EXERCISE AIM:
Every single record below is to be reproduced exactly.

--- DATA TO USE ---

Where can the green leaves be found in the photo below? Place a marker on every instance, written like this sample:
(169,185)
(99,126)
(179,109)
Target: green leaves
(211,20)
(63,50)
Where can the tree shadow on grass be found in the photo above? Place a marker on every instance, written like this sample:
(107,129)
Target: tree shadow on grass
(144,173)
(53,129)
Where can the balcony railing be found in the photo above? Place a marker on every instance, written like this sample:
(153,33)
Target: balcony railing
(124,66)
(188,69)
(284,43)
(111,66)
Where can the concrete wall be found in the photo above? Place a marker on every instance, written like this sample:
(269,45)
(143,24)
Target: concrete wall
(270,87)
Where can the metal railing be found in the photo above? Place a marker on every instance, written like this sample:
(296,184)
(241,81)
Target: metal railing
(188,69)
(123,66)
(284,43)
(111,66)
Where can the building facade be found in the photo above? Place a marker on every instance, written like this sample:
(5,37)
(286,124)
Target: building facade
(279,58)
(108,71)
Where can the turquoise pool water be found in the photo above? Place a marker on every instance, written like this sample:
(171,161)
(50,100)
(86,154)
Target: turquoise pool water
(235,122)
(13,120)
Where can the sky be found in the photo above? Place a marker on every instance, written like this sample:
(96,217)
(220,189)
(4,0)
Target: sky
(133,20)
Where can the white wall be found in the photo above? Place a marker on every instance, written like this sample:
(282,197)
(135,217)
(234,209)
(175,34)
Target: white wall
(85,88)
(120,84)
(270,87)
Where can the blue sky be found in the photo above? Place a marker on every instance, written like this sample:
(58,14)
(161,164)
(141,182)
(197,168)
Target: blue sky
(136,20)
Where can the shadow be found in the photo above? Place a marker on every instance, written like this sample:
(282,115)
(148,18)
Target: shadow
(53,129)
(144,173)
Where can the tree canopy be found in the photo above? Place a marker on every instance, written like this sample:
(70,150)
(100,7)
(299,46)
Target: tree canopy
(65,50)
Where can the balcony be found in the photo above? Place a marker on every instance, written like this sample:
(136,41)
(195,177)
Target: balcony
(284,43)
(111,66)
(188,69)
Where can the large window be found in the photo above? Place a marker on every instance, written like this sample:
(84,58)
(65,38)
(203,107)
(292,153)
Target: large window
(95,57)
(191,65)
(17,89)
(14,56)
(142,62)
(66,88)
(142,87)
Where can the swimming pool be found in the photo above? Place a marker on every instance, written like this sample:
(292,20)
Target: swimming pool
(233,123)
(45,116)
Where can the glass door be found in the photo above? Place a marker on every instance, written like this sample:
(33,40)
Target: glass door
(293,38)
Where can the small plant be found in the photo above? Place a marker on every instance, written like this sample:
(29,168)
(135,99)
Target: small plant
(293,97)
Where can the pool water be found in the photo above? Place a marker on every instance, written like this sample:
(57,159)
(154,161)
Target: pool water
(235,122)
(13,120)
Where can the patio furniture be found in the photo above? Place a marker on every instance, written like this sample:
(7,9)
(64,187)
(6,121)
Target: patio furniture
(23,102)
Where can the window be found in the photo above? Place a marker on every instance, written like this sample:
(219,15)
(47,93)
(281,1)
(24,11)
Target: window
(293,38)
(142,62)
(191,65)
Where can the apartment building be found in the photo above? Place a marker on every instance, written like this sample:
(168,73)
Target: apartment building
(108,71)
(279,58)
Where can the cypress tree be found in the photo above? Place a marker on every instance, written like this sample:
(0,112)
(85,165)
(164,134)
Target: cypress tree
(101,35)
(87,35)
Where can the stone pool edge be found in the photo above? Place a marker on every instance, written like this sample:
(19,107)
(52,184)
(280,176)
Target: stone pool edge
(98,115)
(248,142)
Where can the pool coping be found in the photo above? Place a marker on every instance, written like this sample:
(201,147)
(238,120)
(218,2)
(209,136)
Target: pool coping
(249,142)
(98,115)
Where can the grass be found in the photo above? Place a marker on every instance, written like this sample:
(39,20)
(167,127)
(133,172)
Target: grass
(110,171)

---

THE COMPLETED TASK:
Where can the green leaves be found in the photo below? Place a marker on every instance, written like this sample:
(169,185)
(99,126)
(179,109)
Target: green leaves
(211,20)
(63,50)
Where can the tree shadow on grass be found in the photo above? Place a marker on every instance, written like this sample:
(107,129)
Target: tree shadow on grass
(144,173)
(53,129)
Where can the balcony railing be found in the photo above? Place a marker on every instance, written like this sample:
(153,33)
Target: balcony railing
(124,66)
(188,69)
(284,43)
(111,66)
Where can the concrete wall be found in the photo above? Place a marker on every instance, written like this sample:
(269,45)
(143,24)
Target: concrete wall
(270,87)
Where can the metal railing be found in the photo above? Place a marker on every instance, written like this sample:
(296,184)
(241,81)
Target: metal railing
(188,69)
(123,66)
(284,43)
(111,66)
Where can the building facade be found in the photo above? Place a marker on every instance, written like this sample:
(5,37)
(286,124)
Target: building facade
(279,58)
(108,71)
Where can the turquoise pool water be found in the photo above? Place a marker on every instance, written like this sample:
(171,161)
(50,100)
(86,154)
Target: turquoise pool water
(235,122)
(13,120)
Where can the sky be found in the photo above? Place a marker on every instance, written like this sample:
(96,217)
(220,189)
(4,0)
Target: sky
(133,20)
Where can the white wall be found in the photo above? Place a marker on every instance, written like this sample:
(282,197)
(135,217)
(234,209)
(175,34)
Target: white wall
(85,88)
(120,84)
(270,87)
Where can the blue sky be found in the photo above? Place a marker on every instance, written like this sample:
(58,14)
(161,164)
(141,182)
(197,168)
Target: blue sky
(136,20)
Where can the shadow be found in the photo above? Place a marker on every instance, written like this sample:
(282,115)
(148,18)
Target: shadow
(53,129)
(144,173)
Where can the tree canopy be found in the photo above? Place a marker on every instance, written like this sample:
(70,150)
(100,7)
(299,46)
Target: tree canopy
(65,50)
Where can the balcony be found in the photo above? Place a marker on every instance, written like this sample:
(136,41)
(195,177)
Target: balcony
(284,43)
(111,66)
(188,69)
Where can the large window be found in the photo above? Place a marker on every instance, written like this sample:
(84,58)
(65,38)
(203,107)
(292,153)
Target: large window
(95,57)
(191,65)
(17,89)
(14,56)
(142,62)
(66,88)
(142,87)
Where can the swimming pool be found in the photo above? Place a marker on every instance, written like this sample:
(292,20)
Target: swimming pool
(233,123)
(45,116)
Where can the glass door be found in the photo above? Place a marker on every instance, written like this sample:
(33,40)
Target: glass door
(293,38)
Where can the small plant be found in the photo above? Place a marker on every instance, written like this sample:
(29,168)
(135,99)
Target: small plant
(293,97)
Where can the pool water be found in the photo above? Place a marker on every instance, written like this sample:
(57,159)
(154,161)
Target: pool water
(235,122)
(13,120)
Where can the patio furniture be found in the photo above? Place a marker on every instance, written like this sample:
(7,9)
(64,187)
(6,121)
Target: patio furniture
(23,102)
Where can the window be found in the photo above? Place a marker on every instance, written like this sample:
(219,15)
(47,93)
(281,1)
(24,11)
Target: window
(293,38)
(142,62)
(191,65)
Where can the apartment building be found in the photo above? Place a marker on every instance, written like this sample:
(168,73)
Target: apartment building
(108,71)
(279,58)
Where can the cypress tree be found in the photo above? Place a marker on every instance, written like this sample:
(0,112)
(85,165)
(164,134)
Target: cypress tree
(101,35)
(87,35)
Where can the stone pool edge be found in the photo above? Place a marker on every instance, written like this sample:
(19,107)
(52,184)
(280,176)
Target: stone pool edge
(98,115)
(248,142)
Where can the pool coping be found in the photo above? Place a marker on every instance, written like this sample:
(201,147)
(238,120)
(218,2)
(209,136)
Target: pool coping
(249,142)
(98,115)
Where can the grass be found in the photo above? Place a marker on every instance, written like this sample:
(39,20)
(167,127)
(133,172)
Target: grass
(110,171)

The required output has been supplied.